▶ [Assigned task]: Each entry that follows should be retyped in full and exactly.

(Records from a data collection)

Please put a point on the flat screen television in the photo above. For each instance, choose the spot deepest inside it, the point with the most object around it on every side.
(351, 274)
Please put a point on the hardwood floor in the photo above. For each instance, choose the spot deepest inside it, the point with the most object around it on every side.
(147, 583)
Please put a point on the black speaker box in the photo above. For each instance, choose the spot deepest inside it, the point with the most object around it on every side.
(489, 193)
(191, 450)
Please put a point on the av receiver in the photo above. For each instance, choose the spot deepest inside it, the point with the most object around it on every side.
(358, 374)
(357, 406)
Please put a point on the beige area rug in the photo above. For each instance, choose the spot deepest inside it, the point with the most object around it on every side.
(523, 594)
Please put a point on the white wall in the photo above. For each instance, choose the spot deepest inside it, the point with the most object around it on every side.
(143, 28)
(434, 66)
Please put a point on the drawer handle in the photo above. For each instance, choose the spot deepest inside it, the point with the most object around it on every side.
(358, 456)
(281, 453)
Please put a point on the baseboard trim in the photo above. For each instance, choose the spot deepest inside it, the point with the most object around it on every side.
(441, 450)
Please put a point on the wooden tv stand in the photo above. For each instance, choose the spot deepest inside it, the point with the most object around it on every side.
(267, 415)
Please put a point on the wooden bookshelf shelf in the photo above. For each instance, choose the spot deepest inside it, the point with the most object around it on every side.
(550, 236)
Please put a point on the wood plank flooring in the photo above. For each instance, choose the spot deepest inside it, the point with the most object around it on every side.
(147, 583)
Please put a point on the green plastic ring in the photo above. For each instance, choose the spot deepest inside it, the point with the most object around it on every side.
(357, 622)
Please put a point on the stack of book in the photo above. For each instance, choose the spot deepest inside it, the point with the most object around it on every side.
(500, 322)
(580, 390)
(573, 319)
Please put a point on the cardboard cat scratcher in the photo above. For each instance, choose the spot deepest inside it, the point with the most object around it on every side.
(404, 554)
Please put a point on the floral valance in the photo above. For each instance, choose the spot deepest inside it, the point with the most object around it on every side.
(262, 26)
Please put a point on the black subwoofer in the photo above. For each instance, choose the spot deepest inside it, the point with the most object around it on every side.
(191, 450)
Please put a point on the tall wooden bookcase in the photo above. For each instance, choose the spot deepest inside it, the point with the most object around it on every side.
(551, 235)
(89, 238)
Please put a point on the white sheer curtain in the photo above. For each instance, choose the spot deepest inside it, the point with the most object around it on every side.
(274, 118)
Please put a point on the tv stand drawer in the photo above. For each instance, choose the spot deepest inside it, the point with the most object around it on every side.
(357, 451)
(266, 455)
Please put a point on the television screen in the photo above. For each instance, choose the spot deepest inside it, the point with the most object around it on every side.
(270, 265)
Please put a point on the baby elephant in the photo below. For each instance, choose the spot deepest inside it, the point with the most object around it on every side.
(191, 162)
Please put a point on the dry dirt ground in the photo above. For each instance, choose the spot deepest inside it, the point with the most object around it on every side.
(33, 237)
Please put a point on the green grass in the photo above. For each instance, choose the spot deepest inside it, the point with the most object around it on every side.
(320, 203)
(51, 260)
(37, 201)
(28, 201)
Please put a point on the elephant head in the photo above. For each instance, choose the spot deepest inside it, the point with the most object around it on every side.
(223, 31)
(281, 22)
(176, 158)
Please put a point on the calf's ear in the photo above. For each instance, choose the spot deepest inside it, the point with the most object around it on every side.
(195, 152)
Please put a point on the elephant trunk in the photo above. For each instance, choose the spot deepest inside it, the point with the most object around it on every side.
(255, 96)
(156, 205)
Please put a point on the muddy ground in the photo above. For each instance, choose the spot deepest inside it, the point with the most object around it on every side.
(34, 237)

▶ [Written solution]:
Please put a point on the flat screen television in the photo above. For each instance, choose the spot deepest inside it, the point with the most object around it on every side.
(351, 274)
Please put a point on the hardwood floor in the photo above. For each instance, choose the spot deepest inside it, the point with the most object around it on every side.
(147, 583)
Please put a point on the black speaker box in the photo above. For each instance, choose the spot deepest inside it, the point with the most object around it on every side.
(489, 193)
(191, 450)
Please put a point on the av receiver in the photo above. For each instance, choose the spot deepest inside it, the point with the most object around it on every side.
(358, 374)
(357, 406)
Please put a point on the beige area rug in the photo above. For each instance, choose the spot deepest inside it, the point with the most object around it on every side.
(523, 594)
Please put a point on the white wall in the photo above. For each instance, choose the spot deepest inside it, the point with the most object around it on every side.
(143, 28)
(434, 66)
Please put a point on the drawer handle in the photo above. For each instance, choose the spot deepest inside it, the point with the most object around it on every side.
(358, 456)
(281, 453)
Please put a point on the baseboard trim in the photo above. For each instance, choose the spot deepest inside it, the point with the most object around it on every side.
(441, 450)
Please put a point on the wooden tv stand in the photo above. For each instance, choose the spot deepest inside it, the point with the most object around it on every side.
(267, 415)
Please put a point on the wooden bookshelf shelf in the photo above. For each instance, choose the spot deepest inside it, the point with the most object around it on every side.
(550, 236)
Please put a point on the wood plank flooring in the photo above. For each instance, choose the spot deepest inside it, the point with the most object around it on every side.
(147, 583)
Please put a point on the green plastic ring in the photo above. For each instance, choose the spot deepest inside it, the point with the most object around it on every side.
(357, 622)
Please put a point on the stack of book in the photo above. For each instance, choose the spot deepest inside it, the point with the most object around it on every side.
(500, 322)
(580, 390)
(573, 319)
Please put a point on the cardboard cat scratcher in the photo above. For each instance, choose the spot deepest inside it, the point with the most object around it on every side.
(404, 554)
Please put a point on the floral valance in the photo above. For each instance, choose the spot deepest inside it, the point with the most object around it on every side.
(262, 26)
Please put a point on the black subwoofer in the photo above. For each instance, choose the spot deepest inside it, the point with the most object around it on every side.
(191, 450)
Please put a point on the tall wooden bookcase in the photo above. For each instance, choose the spot deepest inside it, the point with the most object around it on every side.
(551, 235)
(89, 238)
Please put a point on the white sheer curtain in the photo above. For each instance, choose the spot deepest inside it, the point with the most object around it on every side.
(274, 118)
Please put a point on the tv stand drawer in the photo above. For each instance, choose the spot deepest inside it, the point with the most object around it on every side.
(357, 451)
(266, 455)
Please put a point on the television screen in the photo above. For each instance, choose the spot deepest inside it, the point with the most object around it on every side.
(270, 265)
Please put a point on the baby elephant in the photo below. For each instance, choose the spot deepest inside it, the point with the most object around it on every side.
(191, 162)
Please put a point on the dry dirt ground in the photo above. For each instance, choose the spot deepest inside it, the point with the most object around it on every side.
(33, 237)
Please put a point on the green grass in the photo above. For each instance, choose the spot deepest inside it, the point with the most object around it on every side.
(320, 203)
(51, 260)
(37, 201)
(28, 201)
Please put a point on the elephant head in the photo above. For each instance, choose the spot deepest inside it, the point with the most object around it on every side.
(223, 31)
(281, 22)
(176, 158)
Please put a point on the calf's ear in the photo above. For each instance, choose the spot deepest inside it, the point with the most object around it on every side.
(195, 152)
Please put a point on the elephant trunk in the photo above. For each instance, choose the spot deepest inside it, the point with the most object around it on every side.
(255, 96)
(156, 205)
Please put a point on the muddy ground in the photo above. For each instance, choose the spot deepest inside it, the point with the most object around it on every side.
(34, 237)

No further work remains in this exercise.